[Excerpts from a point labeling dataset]
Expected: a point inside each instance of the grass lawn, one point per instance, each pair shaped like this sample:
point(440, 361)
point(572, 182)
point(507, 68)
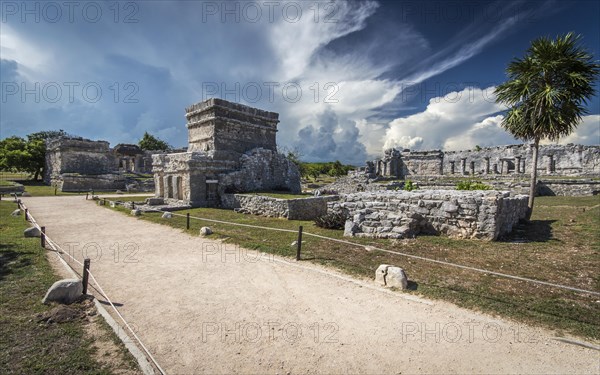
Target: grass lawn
point(560, 245)
point(29, 345)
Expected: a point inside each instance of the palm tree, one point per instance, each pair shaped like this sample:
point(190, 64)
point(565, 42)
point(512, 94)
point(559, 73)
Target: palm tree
point(547, 93)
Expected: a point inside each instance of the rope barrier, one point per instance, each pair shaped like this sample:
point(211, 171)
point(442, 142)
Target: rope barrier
point(475, 269)
point(60, 251)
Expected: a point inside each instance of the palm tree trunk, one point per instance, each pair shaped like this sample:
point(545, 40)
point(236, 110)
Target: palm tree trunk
point(533, 182)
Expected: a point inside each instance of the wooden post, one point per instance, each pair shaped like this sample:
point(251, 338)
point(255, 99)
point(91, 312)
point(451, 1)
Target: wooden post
point(299, 248)
point(86, 274)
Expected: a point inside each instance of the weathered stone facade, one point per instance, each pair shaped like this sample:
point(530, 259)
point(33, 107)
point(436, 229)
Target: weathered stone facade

**Task brief**
Format the part of the material that opens with the line containing "Expected: a point inside each instance of the palm tree, one" and closes with the line containing "point(86, 274)" as a numbered list, one line per item, leaving out any blank lines.

**Solution below**
1. Expected: a point inside each instance of the palm tree, one point per instance, each pair shaped like this sample:
2. point(190, 64)
3. point(565, 42)
4. point(512, 94)
5. point(559, 73)
6. Target: palm tree
7. point(547, 93)
8. Expected: a point inside each instance of the rope barrier, one point per instance, each pair shaped like this sample:
9. point(211, 171)
10. point(442, 142)
11. Target: rope barrier
12. point(475, 269)
13. point(60, 251)
14. Expected: a point inside each instance of the palm tree trunk, one point per instance, each pair shaped like this sample:
15. point(545, 40)
16. point(236, 110)
17. Target: palm tree trunk
18. point(533, 182)
19. Expected: a point inside each instance of the wooden post, one point per instance, each pair shaped like this sample:
20. point(251, 338)
21. point(255, 99)
22. point(91, 312)
23. point(451, 1)
24. Target: wooden post
25. point(299, 248)
26. point(86, 274)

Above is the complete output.